START Records for this task

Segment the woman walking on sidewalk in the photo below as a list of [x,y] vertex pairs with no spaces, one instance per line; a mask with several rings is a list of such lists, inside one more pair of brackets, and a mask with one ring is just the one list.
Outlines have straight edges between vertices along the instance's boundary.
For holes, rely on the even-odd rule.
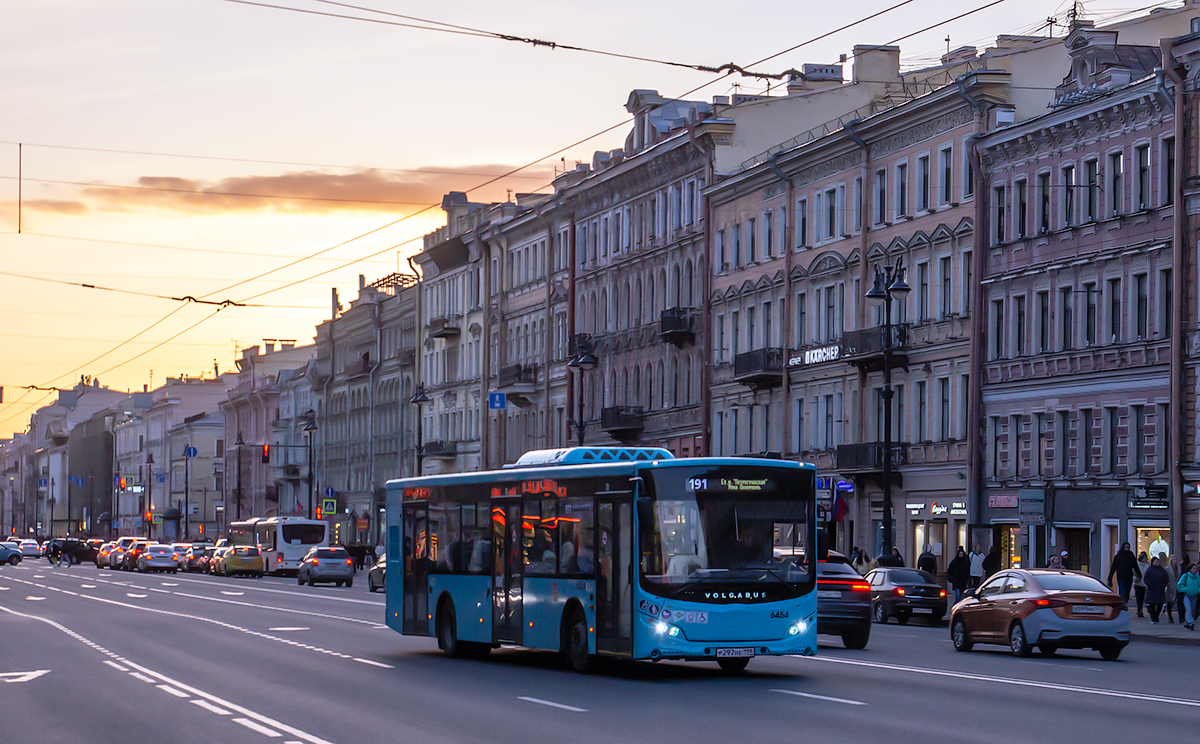
[[1187,617],[1183,626],[1188,630],[1196,629],[1196,598],[1200,596],[1200,564],[1193,563],[1188,572],[1180,577],[1180,594],[1183,595],[1183,608]]
[[1151,558],[1150,565],[1142,571],[1141,580],[1146,605],[1150,608],[1150,622],[1158,625],[1158,616],[1163,612],[1163,605],[1166,602],[1166,584],[1169,582],[1166,569],[1162,566],[1158,558]]

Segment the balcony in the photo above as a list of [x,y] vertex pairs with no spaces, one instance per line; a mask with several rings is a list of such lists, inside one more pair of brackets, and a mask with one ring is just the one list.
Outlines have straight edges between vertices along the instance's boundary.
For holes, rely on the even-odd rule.
[[611,406],[600,409],[600,428],[620,442],[637,439],[644,427],[644,419],[641,406]]
[[[908,324],[892,325],[892,367],[908,367]],[[838,352],[839,359],[868,372],[883,368],[883,349],[887,348],[884,326],[864,328],[857,331],[845,331]]]
[[538,365],[508,365],[500,367],[496,379],[497,392],[503,392],[514,404],[524,408],[538,392]]
[[425,326],[430,338],[457,338],[462,334],[458,316],[438,316]]
[[[840,473],[882,473],[884,445],[882,442],[838,445],[838,470]],[[908,464],[908,445],[892,443],[892,468]]]
[[659,316],[659,337],[667,343],[683,346],[696,337],[691,308],[668,307]]
[[422,457],[444,457],[455,458],[458,456],[458,443],[457,442],[426,442],[421,445]]
[[767,347],[736,355],[733,382],[751,390],[780,386],[784,384],[784,349]]

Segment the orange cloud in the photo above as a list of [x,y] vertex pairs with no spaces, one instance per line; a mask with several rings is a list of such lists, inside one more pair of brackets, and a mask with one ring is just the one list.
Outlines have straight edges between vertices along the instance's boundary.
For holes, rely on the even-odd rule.
[[[178,176],[142,176],[136,186],[88,186],[82,196],[103,209],[150,208],[186,212],[229,211],[410,211],[440,203],[448,191],[464,191],[503,174],[511,166],[378,169],[354,173],[306,170],[281,175],[230,176],[202,181]],[[520,181],[505,179],[472,192],[473,199],[503,200],[505,187],[535,191],[553,179],[552,168],[523,170]],[[494,176],[493,176],[494,178]]]

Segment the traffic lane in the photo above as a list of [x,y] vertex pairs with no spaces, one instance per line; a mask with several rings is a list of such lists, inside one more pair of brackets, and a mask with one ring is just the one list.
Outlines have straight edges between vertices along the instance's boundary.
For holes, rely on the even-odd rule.
[[0,611],[0,637],[5,638],[0,673],[46,672],[29,680],[4,678],[0,720],[5,740],[265,740],[260,732],[233,722],[242,715],[144,674],[90,638],[35,619],[40,617],[36,611],[13,612],[20,611]]
[[1032,656],[1013,656],[1006,646],[976,644],[967,653],[954,650],[947,628],[875,624],[865,649],[848,650],[832,636],[817,636],[821,655],[845,655],[857,659],[884,659],[916,666],[952,668],[964,672],[1014,676],[1048,682],[1098,684],[1104,680],[1123,689],[1172,695],[1177,691],[1159,670],[1180,664],[1178,647],[1134,640],[1117,661],[1104,661],[1092,649],[1063,649],[1055,656],[1037,652]]

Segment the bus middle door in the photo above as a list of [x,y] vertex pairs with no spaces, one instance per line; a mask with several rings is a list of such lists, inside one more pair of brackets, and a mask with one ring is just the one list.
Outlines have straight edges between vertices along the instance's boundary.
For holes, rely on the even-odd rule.
[[492,637],[521,643],[524,560],[521,556],[521,502],[492,502]]

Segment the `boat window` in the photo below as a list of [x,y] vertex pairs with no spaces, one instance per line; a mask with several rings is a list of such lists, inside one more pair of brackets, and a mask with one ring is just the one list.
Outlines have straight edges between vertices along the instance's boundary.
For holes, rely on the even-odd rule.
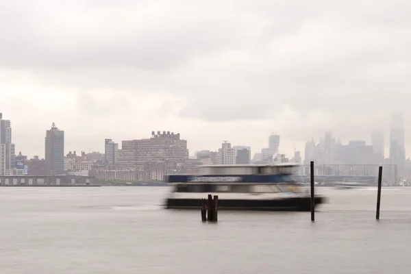
[[273,193],[280,192],[277,186],[262,184],[251,186],[251,192],[257,193]]
[[179,184],[177,186],[176,190],[177,192],[189,192],[188,186],[186,184]]
[[252,175],[258,172],[257,166],[208,166],[207,174],[220,175]]
[[294,174],[295,173],[295,166],[264,166],[261,169],[262,174]]
[[190,184],[189,189],[190,192],[203,192],[203,190],[204,189],[204,185],[197,184]]
[[227,186],[227,185],[217,186],[217,192],[227,192],[230,190],[231,190],[230,186]]
[[232,186],[232,192],[237,193],[248,193],[250,192],[249,185],[234,184]]
[[299,186],[292,185],[278,185],[278,188],[283,192],[301,192],[301,188]]

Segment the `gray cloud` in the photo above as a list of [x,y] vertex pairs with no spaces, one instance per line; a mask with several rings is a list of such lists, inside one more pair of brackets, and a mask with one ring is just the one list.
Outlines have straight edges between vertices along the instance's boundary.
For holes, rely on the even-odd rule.
[[47,83],[173,95],[186,103],[175,115],[210,121],[269,119],[284,105],[356,121],[408,108],[408,1],[3,5],[0,66]]

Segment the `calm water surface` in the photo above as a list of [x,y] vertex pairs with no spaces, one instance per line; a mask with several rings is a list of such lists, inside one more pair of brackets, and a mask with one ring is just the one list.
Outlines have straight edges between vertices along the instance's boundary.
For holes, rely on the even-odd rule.
[[[310,213],[164,210],[162,187],[0,188],[0,273],[406,273],[411,188],[319,188]],[[281,271],[281,272],[280,272]],[[286,272],[288,271],[288,272]]]

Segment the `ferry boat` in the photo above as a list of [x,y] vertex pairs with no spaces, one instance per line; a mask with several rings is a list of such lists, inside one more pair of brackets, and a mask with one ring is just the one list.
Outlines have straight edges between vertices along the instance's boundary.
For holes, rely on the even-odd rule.
[[[204,175],[169,175],[167,209],[200,209],[201,199],[219,196],[219,209],[310,211],[309,188],[295,180],[298,164],[203,166]],[[314,205],[325,202],[316,196]]]

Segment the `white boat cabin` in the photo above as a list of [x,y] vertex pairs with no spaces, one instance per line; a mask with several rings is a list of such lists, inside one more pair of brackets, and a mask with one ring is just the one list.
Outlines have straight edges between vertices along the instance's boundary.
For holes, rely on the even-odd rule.
[[282,163],[275,164],[214,164],[202,166],[204,173],[212,175],[292,175],[295,174],[298,164]]

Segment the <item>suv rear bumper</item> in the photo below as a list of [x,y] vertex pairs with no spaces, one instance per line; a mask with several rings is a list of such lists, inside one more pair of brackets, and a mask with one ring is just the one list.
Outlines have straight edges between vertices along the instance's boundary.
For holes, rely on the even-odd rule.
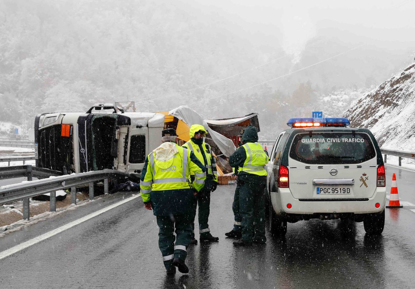
[[[313,199],[312,201],[309,199],[295,199],[288,188],[279,188],[278,192],[272,192],[271,195],[273,206],[277,214],[309,215],[315,213],[378,213],[382,211],[386,204],[385,187],[377,187],[371,198],[347,200],[344,199],[341,201],[334,199],[325,200]],[[375,206],[376,203],[380,205],[378,208]],[[291,204],[290,209],[287,207],[288,204]],[[278,207],[279,206],[281,206]]]

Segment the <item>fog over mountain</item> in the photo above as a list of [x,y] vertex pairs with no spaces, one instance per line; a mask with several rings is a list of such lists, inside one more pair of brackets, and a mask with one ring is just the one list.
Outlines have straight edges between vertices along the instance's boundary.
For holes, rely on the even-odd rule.
[[144,111],[187,104],[209,119],[257,112],[261,137],[272,137],[289,117],[342,114],[411,63],[414,8],[407,0],[3,0],[0,121],[27,129],[37,113],[134,100]]

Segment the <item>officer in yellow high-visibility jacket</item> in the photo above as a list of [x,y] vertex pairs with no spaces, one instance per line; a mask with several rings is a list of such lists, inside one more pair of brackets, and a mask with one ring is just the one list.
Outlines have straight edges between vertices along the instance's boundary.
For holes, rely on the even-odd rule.
[[242,238],[233,242],[236,246],[266,242],[264,190],[265,165],[269,158],[258,139],[256,129],[249,126],[242,137],[243,144],[229,157],[231,166],[237,168],[239,212],[242,217]]
[[[210,212],[210,192],[216,189],[217,185],[217,173],[216,172],[216,163],[212,153],[210,146],[203,141],[203,137],[208,132],[205,127],[200,124],[193,124],[190,127],[189,135],[190,139],[182,146],[195,154],[206,169],[206,180],[205,186],[198,194],[197,199],[193,206],[194,214],[192,222],[191,239],[190,244],[197,244],[195,238],[195,221],[196,216],[196,208],[199,205],[199,233],[200,242],[217,242],[219,240],[217,237],[213,237],[210,233],[210,229],[208,223]],[[190,177],[193,178],[193,176]]]
[[[160,228],[159,247],[168,274],[187,273],[195,195],[203,187],[206,169],[190,151],[178,146],[176,130],[163,131],[163,143],[146,158],[140,183],[146,209],[154,210]],[[190,175],[195,176],[190,184]],[[173,235],[176,228],[176,241]]]

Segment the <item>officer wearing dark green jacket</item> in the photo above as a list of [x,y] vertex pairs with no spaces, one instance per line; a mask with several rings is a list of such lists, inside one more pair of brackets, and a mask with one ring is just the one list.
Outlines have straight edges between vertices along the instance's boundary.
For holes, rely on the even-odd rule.
[[[241,133],[243,134],[243,131]],[[240,134],[238,136],[242,136],[243,134]],[[239,143],[238,147],[242,146],[242,143]],[[234,223],[233,228],[229,232],[225,233],[225,236],[229,238],[234,239],[240,239],[242,238],[242,217],[239,213],[239,190],[241,188],[241,184],[239,181],[238,176],[238,168],[232,168],[233,173],[237,176],[236,188],[235,189],[235,193],[234,194],[234,201],[232,203],[232,211],[234,213],[234,219],[235,222]]]
[[[144,207],[154,210],[160,228],[159,248],[167,274],[182,273],[190,239],[195,191],[203,187],[206,169],[191,151],[176,144],[176,130],[163,131],[163,143],[146,158],[140,182]],[[190,184],[191,174],[195,180]],[[173,235],[176,228],[176,242]]]
[[229,157],[231,166],[237,168],[240,185],[239,211],[242,216],[242,238],[233,242],[237,246],[266,242],[264,190],[266,184],[265,165],[269,158],[258,139],[256,129],[249,126],[242,137],[243,144]]
[[[206,179],[205,186],[198,194],[193,207],[194,217],[192,222],[192,231],[190,244],[197,244],[195,238],[195,221],[196,216],[196,208],[199,205],[199,233],[200,242],[217,242],[219,240],[217,237],[214,237],[210,233],[210,229],[208,223],[210,207],[210,192],[216,189],[217,185],[217,176],[216,172],[216,164],[212,153],[210,146],[203,141],[203,137],[208,133],[205,127],[200,124],[193,124],[190,127],[190,141],[182,146],[189,150],[204,165],[206,169]],[[194,177],[190,176],[191,178]]]

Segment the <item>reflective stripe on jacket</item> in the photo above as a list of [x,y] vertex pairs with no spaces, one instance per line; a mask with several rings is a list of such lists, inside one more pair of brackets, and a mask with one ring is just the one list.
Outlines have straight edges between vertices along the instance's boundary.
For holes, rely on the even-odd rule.
[[[206,179],[206,173],[192,161],[190,151],[177,144],[176,146],[178,152],[175,155],[171,165],[168,168],[166,168],[165,162],[156,159],[154,151],[147,156],[145,175],[144,177],[142,176],[140,183],[140,192],[143,202],[150,200],[150,193],[152,191],[193,187],[198,191],[203,187]],[[162,167],[166,168],[161,168]],[[191,186],[189,180],[190,172],[193,172],[195,176]]]
[[268,156],[258,143],[247,143],[242,146],[247,153],[247,159],[243,167],[238,168],[239,172],[245,172],[259,176],[266,176],[265,164],[268,162]]
[[[204,148],[205,155],[206,156],[207,164],[205,163],[203,160],[203,156],[202,155],[202,152],[200,151],[200,148],[198,145],[197,145],[190,140],[183,145],[182,146],[190,150],[198,158],[200,163],[205,165],[206,168],[206,172],[208,175],[210,175],[213,177],[213,180],[215,182],[217,182],[217,171],[216,169],[216,162],[215,160],[215,157],[212,153],[212,149],[210,146],[203,142],[202,144],[202,147]],[[193,175],[192,172],[190,172],[190,175]]]

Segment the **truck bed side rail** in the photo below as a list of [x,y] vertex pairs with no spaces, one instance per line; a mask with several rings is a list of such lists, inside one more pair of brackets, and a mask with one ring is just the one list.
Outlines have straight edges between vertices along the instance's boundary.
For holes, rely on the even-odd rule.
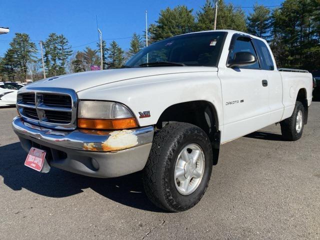
[[278,68],[278,71],[280,72],[308,72],[308,70],[304,70],[303,69],[294,69],[294,68]]

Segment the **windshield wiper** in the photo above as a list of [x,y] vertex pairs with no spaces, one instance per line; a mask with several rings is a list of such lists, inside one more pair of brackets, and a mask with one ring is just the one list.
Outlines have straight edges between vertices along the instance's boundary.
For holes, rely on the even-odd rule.
[[122,65],[122,66],[121,66],[121,68],[133,68],[132,66],[128,66],[128,65]]
[[146,62],[139,65],[139,66],[186,66],[180,62]]

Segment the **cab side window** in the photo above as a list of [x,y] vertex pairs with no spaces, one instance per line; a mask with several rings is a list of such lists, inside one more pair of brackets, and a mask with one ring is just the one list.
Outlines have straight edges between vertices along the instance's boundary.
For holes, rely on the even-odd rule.
[[258,50],[260,52],[261,68],[264,70],[274,70],[274,61],[266,44],[258,39],[254,39],[254,41]]
[[240,36],[236,39],[234,49],[229,54],[229,56],[228,58],[228,61],[230,60],[234,59],[234,54],[236,52],[248,52],[254,56],[257,60],[256,62],[252,65],[249,65],[245,66],[241,66],[240,68],[248,68],[248,69],[260,69],[260,66],[258,62],[258,58],[256,56],[256,53],[254,48],[254,45],[251,41],[251,39],[248,38]]

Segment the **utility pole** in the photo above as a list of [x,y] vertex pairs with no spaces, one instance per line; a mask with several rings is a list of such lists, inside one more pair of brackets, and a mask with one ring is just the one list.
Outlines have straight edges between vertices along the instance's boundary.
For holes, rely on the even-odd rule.
[[148,11],[146,10],[146,46],[148,46],[148,24],[147,20]]
[[216,29],[216,14],[218,12],[218,0],[216,0],[216,14],[214,14],[214,30]]
[[46,78],[46,70],[44,69],[44,52],[42,50],[42,41],[40,41],[40,48],[41,49],[41,58],[42,58],[42,70],[44,71],[44,78]]
[[31,68],[30,69],[30,74],[31,74],[31,80],[32,82],[34,82],[34,77],[32,75],[32,70],[31,70]]
[[101,70],[104,70],[104,62],[102,58],[102,32],[99,28],[98,28],[98,32],[99,34],[100,34],[100,69]]

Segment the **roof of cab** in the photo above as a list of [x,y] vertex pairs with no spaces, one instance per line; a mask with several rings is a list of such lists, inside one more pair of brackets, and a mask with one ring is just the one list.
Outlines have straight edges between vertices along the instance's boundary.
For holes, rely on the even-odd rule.
[[242,32],[240,31],[236,31],[235,30],[230,30],[228,29],[221,29],[218,30],[208,30],[206,31],[200,31],[200,32],[189,32],[188,34],[181,34],[180,35],[177,35],[178,36],[180,36],[182,35],[188,35],[189,34],[200,34],[200,32],[225,32],[230,34],[243,34],[244,35],[246,35],[248,36],[250,36],[252,38],[260,39],[260,40],[263,40],[265,41],[266,40],[264,38],[259,38],[258,36],[255,36],[254,35],[252,35],[251,34],[248,34],[246,32]]

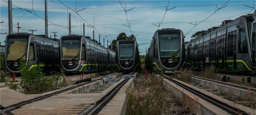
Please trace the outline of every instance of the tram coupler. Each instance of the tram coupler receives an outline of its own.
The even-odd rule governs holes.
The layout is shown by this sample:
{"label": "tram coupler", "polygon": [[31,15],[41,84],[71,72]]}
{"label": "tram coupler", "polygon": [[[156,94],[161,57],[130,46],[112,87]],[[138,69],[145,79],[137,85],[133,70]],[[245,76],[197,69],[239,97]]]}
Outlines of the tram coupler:
{"label": "tram coupler", "polygon": [[144,73],[145,74],[145,78],[146,79],[147,79],[149,78],[149,73],[147,70],[145,70]]}
{"label": "tram coupler", "polygon": [[82,73],[82,79],[84,79],[84,73]]}
{"label": "tram coupler", "polygon": [[15,81],[15,74],[13,73],[13,81]]}

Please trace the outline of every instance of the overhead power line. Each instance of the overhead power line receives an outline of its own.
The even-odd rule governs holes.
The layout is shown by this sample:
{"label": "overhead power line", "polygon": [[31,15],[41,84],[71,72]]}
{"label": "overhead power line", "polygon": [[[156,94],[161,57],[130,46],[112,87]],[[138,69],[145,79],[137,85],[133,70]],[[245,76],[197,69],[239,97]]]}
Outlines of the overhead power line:
{"label": "overhead power line", "polygon": [[198,25],[199,24],[201,23],[202,22],[203,22],[203,21],[205,21],[206,20],[207,20],[207,19],[208,19],[208,18],[210,18],[210,17],[211,17],[211,16],[212,16],[212,15],[213,15],[213,14],[214,14],[215,13],[216,13],[216,12],[217,11],[218,11],[219,10],[220,10],[220,9],[222,9],[222,8],[224,8],[224,7],[227,7],[226,5],[225,5],[229,1],[229,0],[228,0],[227,1],[227,2],[226,2],[226,3],[225,3],[225,4],[223,4],[223,5],[222,5],[221,7],[218,7],[216,6],[216,9],[215,9],[215,11],[214,11],[214,12],[213,12],[213,13],[212,13],[212,14],[211,14],[210,16],[208,16],[208,17],[207,17],[207,18],[206,18],[205,19],[203,20],[203,21],[201,21],[201,22],[199,22],[199,23],[196,23],[195,24],[193,24],[193,23],[191,23],[191,24],[192,24],[192,25],[194,25],[194,27],[192,27],[191,29],[190,29],[190,30],[189,30],[188,32],[187,32],[186,33],[186,34],[185,34],[184,35],[185,35],[187,34],[188,34],[189,32],[190,32],[190,31],[191,31],[192,30],[193,30],[193,29],[194,29],[194,28],[195,28],[195,27],[197,25]]}
{"label": "overhead power line", "polygon": [[[9,4],[9,3],[8,3],[8,2],[6,2],[6,1],[5,1],[5,0],[3,0],[4,2],[7,3],[7,4]],[[13,5],[13,6],[14,6],[16,7],[17,7],[17,8],[19,8],[19,9],[22,9],[22,10],[24,10],[24,11],[27,11],[27,12],[29,12],[29,13],[31,13],[31,14],[34,14],[34,15],[37,16],[37,17],[39,17],[40,18],[42,18],[42,19],[43,19],[43,20],[45,20],[45,19],[44,18],[43,18],[43,17],[41,17],[41,16],[39,16],[39,15],[36,14],[36,13],[34,13],[34,12],[33,13],[33,12],[31,12],[31,11],[29,11],[29,10],[27,10],[27,9],[24,9],[24,8],[21,8],[21,7],[18,7],[18,6],[17,6],[16,5],[13,5],[13,4],[12,4],[11,5]],[[65,29],[67,29],[67,27],[64,27],[60,25],[58,25],[58,24],[56,24],[56,23],[53,23],[53,22],[51,22],[51,21],[49,21],[49,20],[47,20],[47,22],[49,22],[49,23],[52,23],[52,24],[54,24],[55,25],[56,25],[58,26],[59,26],[59,27],[63,27],[63,28],[65,28]],[[72,32],[72,33],[73,33],[73,32]]]}
{"label": "overhead power line", "polygon": [[[104,35],[102,34],[101,33],[100,33],[100,32],[99,32],[99,31],[97,29],[96,29],[95,28],[95,27],[94,27],[94,26],[93,26],[91,25],[90,23],[89,23],[87,21],[86,21],[86,20],[84,20],[84,18],[83,18],[83,17],[82,17],[82,16],[80,16],[80,14],[78,13],[78,12],[77,12],[75,11],[74,10],[72,9],[71,9],[68,6],[67,6],[67,5],[66,5],[64,3],[63,3],[63,2],[61,2],[59,0],[58,0],[58,1],[59,2],[60,2],[60,3],[61,3],[63,5],[64,5],[66,7],[67,7],[67,8],[69,8],[69,9],[70,9],[72,11],[74,11],[74,12],[75,13],[76,13],[78,15],[78,16],[79,16],[79,17],[80,17],[80,18],[82,18],[82,20],[83,20],[84,22],[85,22],[86,23],[87,23],[87,24],[88,24],[89,25],[88,25],[89,26],[91,27],[92,27],[92,28],[94,28],[94,29],[95,29],[95,30],[97,32],[98,32],[100,34],[102,35],[103,36],[104,36]],[[106,38],[107,38],[107,39],[108,40],[108,39],[107,39],[107,37],[106,37]]]}

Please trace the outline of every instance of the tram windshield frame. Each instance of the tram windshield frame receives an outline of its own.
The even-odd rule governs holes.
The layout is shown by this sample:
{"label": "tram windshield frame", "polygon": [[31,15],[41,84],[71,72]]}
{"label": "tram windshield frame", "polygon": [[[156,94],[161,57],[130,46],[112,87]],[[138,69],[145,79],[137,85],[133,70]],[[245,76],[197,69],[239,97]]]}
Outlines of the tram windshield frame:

END Records for this task

▶ [Required task]
Reproduce every line between the ones holding "Segment the bus" and "[[492,637],[521,643],[524,560],[521,556],[521,502],[492,502]]", inclusive, keeping all other text unchanged but multiplying each vertex coordinate in the answer outline by 0.5 and rounding to whole numbers, with halves rounded up.

▶ [Full output]
Segment the bus middle door in the photo above as a list of [x,y] vertex pairs with no spaces, one instance per line; a mask with several rings is a list of such lists, inside one more pair of brackets, and a mask with one ring is just the one list.
Outlines have straight edges between vertices along the instance's boundary.
For holes, rely on the even-odd rule.
[[246,319],[261,322],[262,280],[261,278],[261,251],[246,251]]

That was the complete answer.